Rewrite every line of the data below as a JSON list of strings, one string per line, leaving out blank lines.
________
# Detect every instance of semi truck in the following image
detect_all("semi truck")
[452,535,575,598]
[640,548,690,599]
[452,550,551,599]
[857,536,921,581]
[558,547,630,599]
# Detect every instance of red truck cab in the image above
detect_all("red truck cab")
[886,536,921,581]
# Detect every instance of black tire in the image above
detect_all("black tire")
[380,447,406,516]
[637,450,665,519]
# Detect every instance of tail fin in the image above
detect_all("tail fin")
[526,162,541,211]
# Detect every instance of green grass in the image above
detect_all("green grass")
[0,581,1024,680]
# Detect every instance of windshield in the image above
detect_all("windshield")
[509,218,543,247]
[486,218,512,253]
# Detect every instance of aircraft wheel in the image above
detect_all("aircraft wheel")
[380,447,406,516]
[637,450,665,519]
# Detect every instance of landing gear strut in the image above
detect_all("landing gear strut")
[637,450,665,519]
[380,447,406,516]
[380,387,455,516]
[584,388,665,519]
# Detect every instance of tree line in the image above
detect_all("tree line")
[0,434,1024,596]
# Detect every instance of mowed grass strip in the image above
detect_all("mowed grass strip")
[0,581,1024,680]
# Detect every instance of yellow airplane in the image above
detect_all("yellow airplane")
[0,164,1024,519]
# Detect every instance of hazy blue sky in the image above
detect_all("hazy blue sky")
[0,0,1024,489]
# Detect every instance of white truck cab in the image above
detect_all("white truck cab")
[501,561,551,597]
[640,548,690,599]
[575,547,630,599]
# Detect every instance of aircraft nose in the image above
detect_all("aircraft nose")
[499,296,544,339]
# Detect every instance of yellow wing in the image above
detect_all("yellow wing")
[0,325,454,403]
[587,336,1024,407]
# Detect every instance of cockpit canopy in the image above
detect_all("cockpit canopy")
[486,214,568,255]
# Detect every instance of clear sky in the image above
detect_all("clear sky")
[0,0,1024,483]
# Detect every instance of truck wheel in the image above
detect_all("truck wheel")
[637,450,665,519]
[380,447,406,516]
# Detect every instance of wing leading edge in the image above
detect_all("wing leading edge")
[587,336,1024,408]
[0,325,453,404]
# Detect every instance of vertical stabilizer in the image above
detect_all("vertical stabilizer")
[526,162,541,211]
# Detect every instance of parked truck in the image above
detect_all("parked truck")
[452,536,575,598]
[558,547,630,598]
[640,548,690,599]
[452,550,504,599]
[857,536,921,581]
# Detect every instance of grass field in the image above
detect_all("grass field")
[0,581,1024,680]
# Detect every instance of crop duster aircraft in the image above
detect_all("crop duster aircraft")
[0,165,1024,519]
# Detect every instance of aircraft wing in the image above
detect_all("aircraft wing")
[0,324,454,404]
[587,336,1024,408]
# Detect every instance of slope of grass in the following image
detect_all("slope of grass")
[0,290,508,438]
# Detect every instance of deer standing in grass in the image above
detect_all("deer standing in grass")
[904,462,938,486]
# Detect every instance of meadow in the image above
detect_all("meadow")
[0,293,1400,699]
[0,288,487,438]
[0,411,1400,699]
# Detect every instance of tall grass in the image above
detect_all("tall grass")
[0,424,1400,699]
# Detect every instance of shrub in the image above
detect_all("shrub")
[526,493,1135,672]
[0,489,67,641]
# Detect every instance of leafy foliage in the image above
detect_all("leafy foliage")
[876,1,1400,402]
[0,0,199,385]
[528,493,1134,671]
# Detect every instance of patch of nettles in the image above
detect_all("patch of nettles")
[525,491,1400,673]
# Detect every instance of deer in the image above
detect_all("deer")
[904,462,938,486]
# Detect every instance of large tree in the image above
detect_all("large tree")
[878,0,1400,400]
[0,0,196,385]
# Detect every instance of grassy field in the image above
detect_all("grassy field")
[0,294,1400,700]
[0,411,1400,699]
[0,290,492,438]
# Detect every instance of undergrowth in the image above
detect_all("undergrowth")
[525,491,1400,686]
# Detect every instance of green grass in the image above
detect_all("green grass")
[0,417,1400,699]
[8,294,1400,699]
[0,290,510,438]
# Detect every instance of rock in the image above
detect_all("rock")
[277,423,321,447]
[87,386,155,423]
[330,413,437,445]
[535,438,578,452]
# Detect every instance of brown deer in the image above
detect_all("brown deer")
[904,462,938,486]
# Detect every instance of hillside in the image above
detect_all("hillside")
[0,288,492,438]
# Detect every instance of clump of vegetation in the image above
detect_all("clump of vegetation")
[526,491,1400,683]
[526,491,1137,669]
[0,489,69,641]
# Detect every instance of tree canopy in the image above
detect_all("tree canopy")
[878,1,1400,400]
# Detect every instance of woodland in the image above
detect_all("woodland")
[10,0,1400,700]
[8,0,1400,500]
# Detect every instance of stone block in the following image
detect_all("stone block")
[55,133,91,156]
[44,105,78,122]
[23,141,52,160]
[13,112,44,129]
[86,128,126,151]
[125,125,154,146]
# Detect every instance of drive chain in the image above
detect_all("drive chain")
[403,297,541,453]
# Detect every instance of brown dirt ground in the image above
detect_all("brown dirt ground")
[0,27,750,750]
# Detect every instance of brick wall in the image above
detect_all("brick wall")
________
*Correct result*
[
  "# Detect every instance of semi truck in the following image",
  "detect_all(\"semi truck\")",
  "[452,535,575,598]",
  "[640,548,690,599]",
  "[452,550,551,599]",
  "[857,536,921,581]",
  "[558,547,630,599]",
  "# Detect every instance of red truck cab in the image above",
  "detect_all(\"red truck cab\")",
  "[886,536,921,581]",
  "# Detect every instance of black tire in the image above",
  "detect_all(\"black tire\")",
  "[380,447,406,516]",
  "[637,450,665,519]",
  "# Detect every instance of tail fin in the image above",
  "detect_all(\"tail fin\")",
  "[526,162,541,211]",
  "# Detect every instance of green grass in the image above",
  "detect_all(\"green grass\")",
  "[0,581,1024,680]",
  "# Detect every instance of windshield in the image above",
  "detect_all(\"windshield\")",
  "[509,218,543,247]",
  "[486,218,512,253]",
  "# Detect every instance of aircraft wheel in the image above",
  "detect_all(\"aircraft wheel\")",
  "[380,447,406,516]",
  "[637,450,665,519]",
  "# Detect every instance of landing gear strut in the image above",
  "detect_all(\"landing gear strut\")",
  "[637,450,665,519]",
  "[380,447,406,516]",
  "[380,387,455,516]",
  "[584,388,665,519]",
  "# Detect every instance of tree line in the image above",
  "detect_all(\"tree line\")",
  "[0,434,1024,596]",
  "# Detect every instance of mowed grass strip in the image above",
  "detect_all(\"mowed grass strip\")",
  "[0,581,1024,680]",
  "# Detect every instance of yellow airplane in the image above",
  "detect_all(\"yellow airplane\")",
  "[0,164,1024,519]",
  "# Detect every instance of hazy blue sky in the image above",
  "detect_all(\"hazy blue sky\")",
  "[0,0,1024,489]",
  "# Detect every instance of white truck cab in the image above",
  "detect_all(\"white truck cab\")",
  "[501,561,551,597]",
  "[640,548,690,599]",
  "[575,547,630,599]",
  "# Detect every instance of aircraft nose in the image above",
  "detect_all(\"aircraft nose\")",
  "[499,296,544,339]",
  "# Detect every instance of yellow wing in the image above",
  "detect_all(\"yellow wing\")",
  "[0,325,454,403]",
  "[587,336,1024,407]",
  "# Detect every instance of cockpit canopy in the image above",
  "detect_all(\"cockpit canopy\")",
  "[486,214,568,255]",
  "# Detect every instance of clear sky in the image above",
  "detect_all(\"clear sky\")",
  "[0,0,1024,483]",
  "# Detect every instance of truck wheel in the image above",
  "detect_all(\"truck wheel\")",
  "[637,450,665,519]",
  "[380,447,406,516]",
  "# Detect every instance of wing leading edge in the image above",
  "detect_all(\"wing leading edge\")",
  "[587,336,1024,408]",
  "[0,325,453,404]",
  "# Detect every instance of vertical stabilizer in the image above",
  "detect_all(\"vertical stabilizer\")",
  "[526,162,541,211]",
  "# Detect every instance of parked truck in the image above",
  "detect_all(\"parked truck\")",
  "[452,536,575,598]",
  "[558,547,630,598]",
  "[640,548,690,599]",
  "[452,550,504,599]",
  "[857,536,921,581]",
  "# Detect every instance of grass field in the image above",
  "detect_all(\"grass field\")",
  "[0,581,1024,680]",
  "# Detect every instance of crop duster aircraft in the image above",
  "detect_all(\"crop duster aircraft\")",
  "[0,165,1024,519]",
  "# Detect every instance of aircraft wing in the image above",
  "detect_all(\"aircraft wing\")",
  "[0,324,454,404]",
  "[587,336,1024,408]",
  "# Detect every instance of slope of grass in the following image",
  "detect_all(\"slope of grass\")",
  "[0,290,508,438]",
  "# Detect every instance of deer standing in grass in the image above",
  "detect_all(\"deer standing in grass\")",
  "[904,462,938,486]",
  "# Detect every instance of meadow in the image above",
  "detect_all(\"meadow\")",
  "[0,293,1400,699]",
  "[0,288,487,438]",
  "[0,411,1400,699]",
  "# Detect every instance of tall grass in the image above",
  "detect_all(\"tall grass\")",
  "[0,424,1400,699]",
  "# Detect every instance of shrub in the image above",
  "detect_all(\"shrub\")",
  "[526,493,1135,672]",
  "[0,489,67,641]",
  "# Detect every instance of leafy foliage in the image above",
  "detect_all(\"leafy foliage\")",
  "[876,1,1400,402]",
  "[0,0,199,385]",
  "[528,493,1134,671]",
  "# Detect every instance of patch of nettles in the image above",
  "detect_all(\"patch of nettles\")",
  "[525,491,1400,673]",
  "# Detect every instance of deer in the image above",
  "detect_all(\"deer\")",
  "[904,462,938,486]",
  "# Detect every instance of large tree in the image above",
  "detect_all(\"large tree\")",
  "[878,0,1400,400]",
  "[0,0,196,385]",
  "# Detect every instance of grassy field in the image above",
  "detect_all(\"grassy field\")",
  "[0,294,1400,700]",
  "[0,411,1400,699]",
  "[0,290,492,438]",
  "# Detect every instance of undergrowth in the image above",
  "detect_all(\"undergrowth\")",
  "[525,491,1400,686]",
  "# Detect every instance of green grass in the image above",
  "detect_all(\"green grass\")",
  "[0,417,1400,699]",
  "[8,294,1400,699]",
  "[0,290,510,438]",
  "# Detect every instance of rock in the image above",
  "detect_all(\"rock\")",
  "[277,423,321,447]",
  "[87,386,155,423]",
  "[330,413,437,445]",
  "[535,438,578,452]",
  "# Detect every instance of brown deer in the image above",
  "detect_all(\"brown deer\")",
  "[904,462,938,486]",
  "# Detect every instance of hillside in the image above",
  "detect_all(\"hillside\")",
  "[0,288,492,438]",
  "# Detect every instance of clump of vegetation in the image above",
  "detect_all(\"clump of vegetation\")",
  "[526,491,1400,683]",
  "[526,491,1137,669]",
  "[0,489,69,641]",
  "# Detect every instance of tree canopy in the image above",
  "detect_all(\"tree canopy\")",
  "[878,1,1400,400]",
  "# Detect every instance of woodland in the image above",
  "detect_all(\"woodland\")",
  "[10,0,1400,700]",
  "[8,0,1400,500]",
  "# Detect every instance of stone block in the following image",
  "detect_all(\"stone block\")",
  "[55,133,91,156]",
  "[44,105,78,122]",
  "[23,141,52,160]",
  "[13,112,44,129]",
  "[86,128,126,151]",
  "[125,125,154,146]",
  "# Detect every instance of drive chain in the image above",
  "detect_all(\"drive chain\")",
  "[403,297,541,453]",
  "# Detect every instance of brown dirt ground in the image above",
  "detect_all(\"brown dirt ground\")",
  "[0,27,750,750]",
  "# Detect every instance of brick wall in the image above",
  "detect_all(\"brick wall\")"
]